*EXERCISE AIM:*
Give everything from the line containing "Note to the class: find the deck" down to the end of the material as a numbered list, leaving out any blank lines.

Coordinate annotation records
+--

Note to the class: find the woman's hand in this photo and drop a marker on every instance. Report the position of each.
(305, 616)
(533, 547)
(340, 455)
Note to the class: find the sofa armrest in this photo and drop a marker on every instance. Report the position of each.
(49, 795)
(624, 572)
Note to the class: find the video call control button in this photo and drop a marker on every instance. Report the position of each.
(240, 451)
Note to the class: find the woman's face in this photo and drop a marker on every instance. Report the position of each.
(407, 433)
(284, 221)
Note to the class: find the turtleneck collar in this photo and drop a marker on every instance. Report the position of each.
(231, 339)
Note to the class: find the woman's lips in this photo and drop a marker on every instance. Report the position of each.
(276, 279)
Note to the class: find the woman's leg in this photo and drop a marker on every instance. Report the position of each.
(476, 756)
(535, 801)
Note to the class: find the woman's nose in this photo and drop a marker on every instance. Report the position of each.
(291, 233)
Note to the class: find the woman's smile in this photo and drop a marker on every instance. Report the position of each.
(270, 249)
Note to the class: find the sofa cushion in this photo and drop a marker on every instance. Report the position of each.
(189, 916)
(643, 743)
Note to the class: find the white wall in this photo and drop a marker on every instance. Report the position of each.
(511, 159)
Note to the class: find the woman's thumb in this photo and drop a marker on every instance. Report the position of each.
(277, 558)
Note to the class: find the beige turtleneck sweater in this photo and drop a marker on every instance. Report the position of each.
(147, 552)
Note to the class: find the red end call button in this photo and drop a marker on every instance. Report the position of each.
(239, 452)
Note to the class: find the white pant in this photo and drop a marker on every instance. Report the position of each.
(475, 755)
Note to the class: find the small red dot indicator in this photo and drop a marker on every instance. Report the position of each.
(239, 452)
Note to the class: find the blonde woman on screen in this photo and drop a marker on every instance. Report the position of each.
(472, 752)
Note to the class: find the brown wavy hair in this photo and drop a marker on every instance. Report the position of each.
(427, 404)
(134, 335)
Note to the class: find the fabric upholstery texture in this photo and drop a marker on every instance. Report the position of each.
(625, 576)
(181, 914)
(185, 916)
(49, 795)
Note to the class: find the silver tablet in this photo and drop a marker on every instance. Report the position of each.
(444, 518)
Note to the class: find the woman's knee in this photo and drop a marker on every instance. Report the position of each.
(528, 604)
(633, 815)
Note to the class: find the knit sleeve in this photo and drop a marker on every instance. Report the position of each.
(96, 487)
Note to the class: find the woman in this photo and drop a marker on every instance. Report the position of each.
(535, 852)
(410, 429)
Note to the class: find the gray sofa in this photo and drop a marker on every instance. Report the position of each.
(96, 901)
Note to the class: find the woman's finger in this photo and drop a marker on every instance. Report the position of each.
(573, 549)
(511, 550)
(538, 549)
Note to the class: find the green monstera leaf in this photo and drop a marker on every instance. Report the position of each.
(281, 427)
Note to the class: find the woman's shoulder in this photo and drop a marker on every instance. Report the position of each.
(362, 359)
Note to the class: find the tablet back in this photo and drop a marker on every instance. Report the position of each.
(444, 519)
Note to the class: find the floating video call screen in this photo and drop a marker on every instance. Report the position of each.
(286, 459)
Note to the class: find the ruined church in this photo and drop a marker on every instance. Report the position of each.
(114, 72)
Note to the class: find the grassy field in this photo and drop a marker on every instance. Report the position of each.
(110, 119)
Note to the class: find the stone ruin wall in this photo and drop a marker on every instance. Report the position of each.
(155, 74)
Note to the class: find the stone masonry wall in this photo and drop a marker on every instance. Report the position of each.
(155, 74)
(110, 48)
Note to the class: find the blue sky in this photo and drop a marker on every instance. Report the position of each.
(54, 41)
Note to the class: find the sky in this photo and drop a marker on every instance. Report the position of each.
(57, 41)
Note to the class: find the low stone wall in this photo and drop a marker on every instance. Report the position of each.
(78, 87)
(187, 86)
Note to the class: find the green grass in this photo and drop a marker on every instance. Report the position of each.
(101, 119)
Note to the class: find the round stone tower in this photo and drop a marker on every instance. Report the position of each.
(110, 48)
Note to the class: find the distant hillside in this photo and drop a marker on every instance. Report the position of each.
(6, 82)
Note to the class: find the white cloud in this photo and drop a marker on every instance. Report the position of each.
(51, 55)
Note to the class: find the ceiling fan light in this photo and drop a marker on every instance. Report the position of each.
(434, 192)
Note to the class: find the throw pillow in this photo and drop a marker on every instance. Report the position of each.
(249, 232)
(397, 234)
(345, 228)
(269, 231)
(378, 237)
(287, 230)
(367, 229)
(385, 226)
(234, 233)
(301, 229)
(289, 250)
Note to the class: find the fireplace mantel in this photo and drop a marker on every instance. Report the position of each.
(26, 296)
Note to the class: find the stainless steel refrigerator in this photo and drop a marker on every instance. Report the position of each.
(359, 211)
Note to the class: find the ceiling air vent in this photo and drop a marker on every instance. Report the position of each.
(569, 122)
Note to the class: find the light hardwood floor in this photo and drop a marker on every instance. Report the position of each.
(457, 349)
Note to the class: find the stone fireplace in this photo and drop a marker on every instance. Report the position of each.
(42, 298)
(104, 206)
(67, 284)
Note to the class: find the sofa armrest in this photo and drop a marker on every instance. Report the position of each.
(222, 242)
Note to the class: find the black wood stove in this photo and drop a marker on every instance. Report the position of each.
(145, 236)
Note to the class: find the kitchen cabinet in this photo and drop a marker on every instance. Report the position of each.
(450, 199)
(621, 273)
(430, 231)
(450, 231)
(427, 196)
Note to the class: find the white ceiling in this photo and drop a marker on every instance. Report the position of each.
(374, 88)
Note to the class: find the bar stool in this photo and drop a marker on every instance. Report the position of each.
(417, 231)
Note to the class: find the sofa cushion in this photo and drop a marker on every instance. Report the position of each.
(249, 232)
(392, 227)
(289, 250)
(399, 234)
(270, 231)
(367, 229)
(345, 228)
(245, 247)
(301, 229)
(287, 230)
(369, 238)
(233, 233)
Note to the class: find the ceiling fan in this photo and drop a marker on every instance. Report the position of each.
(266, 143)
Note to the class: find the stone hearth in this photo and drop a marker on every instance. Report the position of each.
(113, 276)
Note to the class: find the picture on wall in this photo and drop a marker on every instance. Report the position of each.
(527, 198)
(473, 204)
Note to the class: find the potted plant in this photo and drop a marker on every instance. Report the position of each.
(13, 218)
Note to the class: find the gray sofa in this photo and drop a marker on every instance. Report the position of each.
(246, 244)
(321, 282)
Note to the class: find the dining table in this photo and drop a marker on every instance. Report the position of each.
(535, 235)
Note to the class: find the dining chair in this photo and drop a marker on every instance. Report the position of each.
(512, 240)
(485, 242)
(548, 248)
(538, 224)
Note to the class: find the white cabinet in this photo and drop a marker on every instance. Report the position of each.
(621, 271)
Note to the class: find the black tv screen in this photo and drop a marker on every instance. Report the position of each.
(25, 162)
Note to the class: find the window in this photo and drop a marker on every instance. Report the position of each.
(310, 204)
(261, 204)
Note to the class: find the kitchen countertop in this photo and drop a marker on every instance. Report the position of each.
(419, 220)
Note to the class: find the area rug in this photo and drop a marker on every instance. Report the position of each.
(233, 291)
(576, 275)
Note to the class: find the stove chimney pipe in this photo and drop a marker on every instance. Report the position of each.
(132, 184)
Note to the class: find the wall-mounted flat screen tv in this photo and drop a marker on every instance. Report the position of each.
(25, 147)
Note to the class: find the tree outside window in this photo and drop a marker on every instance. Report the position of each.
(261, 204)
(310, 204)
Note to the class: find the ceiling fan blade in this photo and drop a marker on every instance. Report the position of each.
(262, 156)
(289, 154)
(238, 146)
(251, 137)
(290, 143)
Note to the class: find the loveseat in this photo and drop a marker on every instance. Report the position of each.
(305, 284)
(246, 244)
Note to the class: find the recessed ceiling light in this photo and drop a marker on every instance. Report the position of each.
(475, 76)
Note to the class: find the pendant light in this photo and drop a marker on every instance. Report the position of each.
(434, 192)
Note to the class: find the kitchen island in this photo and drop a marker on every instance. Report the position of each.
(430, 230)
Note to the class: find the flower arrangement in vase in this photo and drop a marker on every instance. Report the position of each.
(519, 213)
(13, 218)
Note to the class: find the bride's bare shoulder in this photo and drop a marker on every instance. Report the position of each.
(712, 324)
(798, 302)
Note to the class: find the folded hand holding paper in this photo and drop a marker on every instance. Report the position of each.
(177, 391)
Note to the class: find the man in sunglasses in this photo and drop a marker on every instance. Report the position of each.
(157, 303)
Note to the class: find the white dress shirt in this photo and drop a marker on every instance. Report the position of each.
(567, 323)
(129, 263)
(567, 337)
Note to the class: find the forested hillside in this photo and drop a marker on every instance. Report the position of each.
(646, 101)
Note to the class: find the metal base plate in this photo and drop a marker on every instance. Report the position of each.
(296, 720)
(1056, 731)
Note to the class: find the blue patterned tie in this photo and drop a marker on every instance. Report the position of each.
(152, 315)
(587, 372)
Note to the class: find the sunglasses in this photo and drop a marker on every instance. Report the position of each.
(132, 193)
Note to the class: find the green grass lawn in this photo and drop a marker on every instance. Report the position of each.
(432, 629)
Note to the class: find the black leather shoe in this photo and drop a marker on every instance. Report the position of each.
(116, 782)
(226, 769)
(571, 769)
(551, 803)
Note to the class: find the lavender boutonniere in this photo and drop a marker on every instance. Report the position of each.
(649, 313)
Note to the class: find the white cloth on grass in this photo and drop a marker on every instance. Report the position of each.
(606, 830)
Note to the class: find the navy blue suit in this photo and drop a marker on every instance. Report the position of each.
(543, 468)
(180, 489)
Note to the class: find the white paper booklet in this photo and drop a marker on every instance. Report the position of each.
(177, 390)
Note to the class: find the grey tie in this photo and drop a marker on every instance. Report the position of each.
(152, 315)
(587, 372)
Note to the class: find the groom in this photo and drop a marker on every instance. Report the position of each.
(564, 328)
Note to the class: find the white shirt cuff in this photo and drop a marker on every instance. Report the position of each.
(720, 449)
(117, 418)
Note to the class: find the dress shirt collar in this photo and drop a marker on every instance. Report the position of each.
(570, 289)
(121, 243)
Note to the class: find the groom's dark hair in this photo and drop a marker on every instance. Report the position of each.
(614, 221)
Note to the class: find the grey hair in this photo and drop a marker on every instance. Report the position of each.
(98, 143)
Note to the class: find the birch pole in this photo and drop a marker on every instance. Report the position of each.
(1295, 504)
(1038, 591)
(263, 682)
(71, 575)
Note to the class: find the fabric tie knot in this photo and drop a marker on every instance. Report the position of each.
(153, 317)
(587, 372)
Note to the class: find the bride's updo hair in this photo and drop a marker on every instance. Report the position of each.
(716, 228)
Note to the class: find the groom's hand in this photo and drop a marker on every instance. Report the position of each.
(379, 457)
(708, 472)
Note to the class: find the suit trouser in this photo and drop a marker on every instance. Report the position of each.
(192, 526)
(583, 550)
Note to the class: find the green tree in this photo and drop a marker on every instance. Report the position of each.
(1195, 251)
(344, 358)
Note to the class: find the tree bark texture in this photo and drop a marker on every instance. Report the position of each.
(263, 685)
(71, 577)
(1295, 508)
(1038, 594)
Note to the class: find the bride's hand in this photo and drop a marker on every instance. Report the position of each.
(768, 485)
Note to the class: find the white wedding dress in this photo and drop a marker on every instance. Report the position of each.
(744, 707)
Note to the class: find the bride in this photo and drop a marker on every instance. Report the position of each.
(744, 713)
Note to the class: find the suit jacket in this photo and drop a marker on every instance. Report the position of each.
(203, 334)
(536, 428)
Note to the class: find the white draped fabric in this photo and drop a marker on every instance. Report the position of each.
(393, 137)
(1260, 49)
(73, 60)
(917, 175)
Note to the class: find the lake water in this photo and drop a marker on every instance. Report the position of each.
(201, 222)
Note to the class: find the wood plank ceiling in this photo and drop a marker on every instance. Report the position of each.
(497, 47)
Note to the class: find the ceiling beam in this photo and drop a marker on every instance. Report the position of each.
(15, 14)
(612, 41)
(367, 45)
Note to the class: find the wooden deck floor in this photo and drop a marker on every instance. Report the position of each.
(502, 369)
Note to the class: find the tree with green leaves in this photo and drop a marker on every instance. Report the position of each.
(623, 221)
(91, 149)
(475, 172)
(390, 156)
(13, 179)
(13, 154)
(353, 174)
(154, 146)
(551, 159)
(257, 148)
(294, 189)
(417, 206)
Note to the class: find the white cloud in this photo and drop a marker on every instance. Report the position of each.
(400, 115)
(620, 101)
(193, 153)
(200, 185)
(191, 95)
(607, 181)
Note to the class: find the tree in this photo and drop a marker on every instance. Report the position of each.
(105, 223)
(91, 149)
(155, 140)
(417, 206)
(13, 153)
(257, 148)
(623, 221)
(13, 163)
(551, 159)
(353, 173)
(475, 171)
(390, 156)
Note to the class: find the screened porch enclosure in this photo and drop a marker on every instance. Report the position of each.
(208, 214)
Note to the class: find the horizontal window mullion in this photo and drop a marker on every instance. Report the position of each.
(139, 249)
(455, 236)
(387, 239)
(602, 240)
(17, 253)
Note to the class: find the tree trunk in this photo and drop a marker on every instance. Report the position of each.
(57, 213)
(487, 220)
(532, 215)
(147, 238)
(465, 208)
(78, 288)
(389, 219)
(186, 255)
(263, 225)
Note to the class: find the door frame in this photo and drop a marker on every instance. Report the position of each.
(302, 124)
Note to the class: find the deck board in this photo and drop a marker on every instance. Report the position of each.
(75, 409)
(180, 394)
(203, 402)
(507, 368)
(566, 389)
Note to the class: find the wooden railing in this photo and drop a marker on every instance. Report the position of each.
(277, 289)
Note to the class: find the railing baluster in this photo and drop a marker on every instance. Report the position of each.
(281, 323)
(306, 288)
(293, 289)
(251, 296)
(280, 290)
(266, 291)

+--

*TASK SOLUTION:*
1. Note to the class: find the deck board in this photo and drop a marker on every instance. Report the position of each.
2. (75, 409)
3. (180, 394)
4. (203, 402)
5. (507, 368)
6. (566, 389)
7. Note to the class: find the wooden railing in this photo and drop a marker on every instance. Report the position of each.
8. (277, 289)
9. Note to the class: find the railing baluster in this photo and drop a marker on every instance. Report the position of each.
10. (281, 323)
11. (306, 288)
12. (293, 289)
13. (251, 296)
14. (280, 290)
15. (266, 291)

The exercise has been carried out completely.